# Data to examine
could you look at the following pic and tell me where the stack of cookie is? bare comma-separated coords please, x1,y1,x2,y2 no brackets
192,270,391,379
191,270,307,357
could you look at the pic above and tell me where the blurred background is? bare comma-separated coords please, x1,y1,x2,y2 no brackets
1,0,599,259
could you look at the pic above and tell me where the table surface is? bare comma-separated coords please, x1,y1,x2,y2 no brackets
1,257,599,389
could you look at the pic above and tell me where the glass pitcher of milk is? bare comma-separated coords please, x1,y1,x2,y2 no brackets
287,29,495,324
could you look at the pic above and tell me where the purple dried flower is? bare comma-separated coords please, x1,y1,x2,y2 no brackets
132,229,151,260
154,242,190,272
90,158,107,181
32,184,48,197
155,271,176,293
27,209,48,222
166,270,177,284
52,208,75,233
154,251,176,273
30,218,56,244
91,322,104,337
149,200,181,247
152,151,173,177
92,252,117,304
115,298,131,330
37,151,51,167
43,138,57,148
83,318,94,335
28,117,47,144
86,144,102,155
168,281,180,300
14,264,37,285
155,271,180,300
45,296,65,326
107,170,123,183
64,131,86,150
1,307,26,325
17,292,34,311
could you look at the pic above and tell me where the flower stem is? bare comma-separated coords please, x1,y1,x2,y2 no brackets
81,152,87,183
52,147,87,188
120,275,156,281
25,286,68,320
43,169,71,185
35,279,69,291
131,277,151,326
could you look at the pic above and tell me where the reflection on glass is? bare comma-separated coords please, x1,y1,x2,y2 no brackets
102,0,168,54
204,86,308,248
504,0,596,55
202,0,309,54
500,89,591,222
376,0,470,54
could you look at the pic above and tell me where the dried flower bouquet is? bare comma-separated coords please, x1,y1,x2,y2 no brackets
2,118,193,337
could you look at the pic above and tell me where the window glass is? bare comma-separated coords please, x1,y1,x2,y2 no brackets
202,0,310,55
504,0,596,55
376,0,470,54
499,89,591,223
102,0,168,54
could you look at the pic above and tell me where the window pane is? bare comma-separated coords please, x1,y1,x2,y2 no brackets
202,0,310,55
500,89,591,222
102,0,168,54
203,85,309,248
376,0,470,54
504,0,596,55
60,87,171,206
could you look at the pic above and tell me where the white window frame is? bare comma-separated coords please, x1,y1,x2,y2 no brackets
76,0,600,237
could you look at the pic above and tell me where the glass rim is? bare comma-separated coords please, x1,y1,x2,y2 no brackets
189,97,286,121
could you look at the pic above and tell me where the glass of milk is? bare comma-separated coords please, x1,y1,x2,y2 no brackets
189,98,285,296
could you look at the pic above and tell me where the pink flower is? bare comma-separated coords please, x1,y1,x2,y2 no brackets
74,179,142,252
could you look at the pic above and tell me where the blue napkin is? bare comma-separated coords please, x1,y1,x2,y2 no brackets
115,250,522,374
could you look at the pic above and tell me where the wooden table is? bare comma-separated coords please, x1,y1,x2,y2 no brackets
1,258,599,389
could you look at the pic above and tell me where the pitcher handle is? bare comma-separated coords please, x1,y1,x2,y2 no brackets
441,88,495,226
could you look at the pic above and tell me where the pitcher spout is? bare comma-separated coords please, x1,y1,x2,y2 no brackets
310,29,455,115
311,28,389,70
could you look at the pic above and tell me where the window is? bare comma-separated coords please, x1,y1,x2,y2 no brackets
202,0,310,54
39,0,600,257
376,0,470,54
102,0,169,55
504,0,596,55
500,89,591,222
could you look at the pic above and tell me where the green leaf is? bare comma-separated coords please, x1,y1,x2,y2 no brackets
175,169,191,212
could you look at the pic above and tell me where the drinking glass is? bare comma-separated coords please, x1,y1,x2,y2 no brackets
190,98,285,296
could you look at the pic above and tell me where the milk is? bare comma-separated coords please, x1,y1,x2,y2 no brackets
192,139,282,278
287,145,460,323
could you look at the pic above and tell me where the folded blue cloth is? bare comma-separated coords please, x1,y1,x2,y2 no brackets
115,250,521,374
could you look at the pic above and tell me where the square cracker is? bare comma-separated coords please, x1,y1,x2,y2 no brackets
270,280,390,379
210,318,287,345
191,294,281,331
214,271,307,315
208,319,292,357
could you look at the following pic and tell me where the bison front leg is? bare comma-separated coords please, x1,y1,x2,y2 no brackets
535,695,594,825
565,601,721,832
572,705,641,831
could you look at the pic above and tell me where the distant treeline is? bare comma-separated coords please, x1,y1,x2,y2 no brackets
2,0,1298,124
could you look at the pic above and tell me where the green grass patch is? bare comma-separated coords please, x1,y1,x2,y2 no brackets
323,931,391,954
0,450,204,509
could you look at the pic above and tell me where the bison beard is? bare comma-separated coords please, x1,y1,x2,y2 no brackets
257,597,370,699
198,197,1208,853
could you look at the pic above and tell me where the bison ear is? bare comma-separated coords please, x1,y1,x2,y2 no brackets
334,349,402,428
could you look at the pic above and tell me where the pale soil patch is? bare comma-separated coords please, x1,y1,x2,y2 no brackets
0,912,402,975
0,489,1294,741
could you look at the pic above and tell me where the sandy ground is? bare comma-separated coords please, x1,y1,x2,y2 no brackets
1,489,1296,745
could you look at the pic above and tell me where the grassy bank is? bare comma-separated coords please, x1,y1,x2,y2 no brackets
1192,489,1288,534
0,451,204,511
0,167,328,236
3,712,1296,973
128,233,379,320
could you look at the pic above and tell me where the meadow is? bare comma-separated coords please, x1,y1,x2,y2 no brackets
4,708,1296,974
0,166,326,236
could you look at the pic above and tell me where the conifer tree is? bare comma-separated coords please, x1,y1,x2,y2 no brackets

# Try it
Set the records above down again, exactly as they read.

# Result of the task
could you look at the following pic and tell me where the stack of cookie is? bare comma-separated coords please, x1,y1,x2,y2 no brackets
192,270,391,379
191,270,307,357
could you look at the pic above and tell me where the blurred background is? bare comma-separated coords please, x1,y1,x2,y2 no brackets
1,0,599,259
could you look at the pic above and tell me where the table surface is? bare comma-separated coords please, x1,y1,x2,y2 no brackets
1,257,599,389
could you look at the pic above and tell me where the glass pitcher of milk is? bare comma-separated coords please, x1,y1,x2,y2 no brackets
287,29,495,324
could you look at the pic above and tell me where the purple dried flower is? bare comma-separated coords please, x1,y1,x2,y2 no brackets
132,229,151,260
154,242,190,272
90,158,107,181
32,184,48,197
155,271,176,293
27,209,48,222
166,270,177,284
52,208,75,233
154,251,176,273
30,218,56,244
91,322,104,337
149,200,181,247
152,151,173,177
92,252,117,304
115,298,131,330
37,151,51,167
43,138,57,148
83,318,94,335
28,117,47,144
86,144,102,155
168,281,180,300
14,264,37,285
155,271,180,300
45,296,65,326
107,170,123,183
64,131,86,150
1,307,26,325
17,292,34,311
could you look at the pic above and tell me where the flower stem is? bare comma-separated coords please, x1,y1,x2,y2 no brackets
81,152,87,183
52,147,87,188
120,275,156,281
25,286,68,320
43,169,71,185
35,279,69,291
131,277,151,326
could you look at the pic above and tell me where the reflection on glass is? bare comma-separated coords please, x1,y1,x2,y2 no brackets
102,0,168,54
204,86,308,248
504,0,596,55
202,0,309,54
500,89,591,222
376,0,470,54
could you look at the pic above and tell me where the dried flower bouquet is? bare comma-separated coords please, x1,y1,x2,y2 no brackets
2,118,193,337
could you look at the pic above and tell me where the window glass is? bare comma-separated coords please, x1,y1,x2,y2 no brackets
202,0,310,55
504,0,596,55
376,0,470,54
499,89,591,223
102,0,168,54
could you look at the pic above and tell me where the window pane is? bare comma-separated coords please, x1,y1,x2,y2 no brackets
202,0,310,55
500,89,591,222
102,0,168,54
203,85,309,248
376,0,470,54
504,0,596,55
60,87,171,206
could you look at the pic above and tell me where the white window frame is? bare comma-separated coords please, x1,y1,x2,y2 no brackets
76,0,600,237
could you look at the pic above and tell me where the glass rim is? bare comma-separated coords please, x1,y1,x2,y2 no brackets
189,97,286,121
could you look at the pic above and tell me where the glass of milk is? bare comma-separated coords please, x1,y1,x2,y2 no brackets
189,98,285,296
could you look at the pic above and tell me where the pink flower is? bare comma-separated coords please, x1,y1,x2,y2 no brackets
74,179,142,252
could you look at the pic above and tell me where the blue napkin is? bare comma-separated coords please, x1,y1,x2,y2 no brackets
115,250,522,374
could you look at the pic above and tell me where the wooden table is? bare comma-separated coords please, x1,y1,x2,y2 no brackets
1,258,599,389
could you look at the pic above and tell me where the pitcher handle is? bare comma-separated coords please, x1,y1,x2,y2 no brackets
441,88,495,226
could you look at the pic above and tell me where the pitcher spout is? bare comma-separated coords please, x1,y1,x2,y2 no brackets
310,29,455,115
311,28,389,70
could you look at the pic above and tell me where the window is? bare comma-separated coords please, x1,y1,x2,y2 no brackets
202,0,310,54
39,0,600,257
376,0,470,54
102,0,169,55
504,0,596,55
500,89,591,222
could you look at the pic above and tell me where the green leaf is? bare comma-separated coords please, x1,y1,x2,y2 no brackets
175,169,191,212
could you look at the pic above and tell me where the drinking glass is? bare comma-separated coords please, x1,y1,x2,y2 no brackets
190,98,285,296
could you look at the pic above and tell me where the milk is? bare comma-separated coords please, x1,y1,x2,y2 no brackets
192,139,282,278
287,145,460,323
could you look at the pic above and tell me where the folded blue cloth is? bare comma-separated coords please, x1,y1,x2,y2 no brackets
115,250,521,374
could you look at the pic above and tell me where the square cracker is? bare comma-separated coords please, x1,y1,x2,y2 no brackets
270,280,390,379
210,318,287,345
191,294,281,331
214,271,307,315
208,319,292,357
could you look at the following pic and tell me where the bison front leg is? bare comma-separated coords please, x1,y1,x2,y2 no brackets
535,695,594,825
565,601,721,832
572,705,641,831
could you look at the pic above and tell me where the distant treeline is? bare comma-separated coords please, x1,y1,x2,y2 no brackets
2,0,1298,124
could you look at the pic above and tell me where the green grass patch is? bare comma-separated coords please, x1,y1,x2,y2 no brackets
323,931,391,954
0,450,204,509
could you look at the pic above and tell me where the bison beard is? bare comma-separated coords please, x1,y1,x2,y2 no brackets
257,597,370,699
198,197,1208,853
could you look at the pic above and tell me where the bison ear is? bare comma-separated coords please, x1,y1,x2,y2 no brackets
334,349,402,428
could you look at the pic above and tell me where the pale soil patch is? bare comma-separated coords please, x1,y1,x2,y2 no brackets
0,912,402,975
0,489,1294,741
could you look at the pic above and tell me where the sandy ground is? bare comma-separated coords please, x1,y1,x2,y2 no brackets
1,489,1296,745
could you look at the pic above and tell me where the grassy bank is? bare comma-separated coords please, x1,y1,x2,y2 no brackets
1192,489,1288,534
0,451,204,511
0,167,328,236
3,712,1296,973
128,233,379,320
could you look at the pic above and tell me where the meadow is? bare comma-separated coords please, x1,y1,x2,y2 no brackets
4,708,1296,974
0,166,326,236
could you look at the pic above and tell me where the conifer tree is? bare comma-separated coords please, x1,y1,x2,y2 no brackets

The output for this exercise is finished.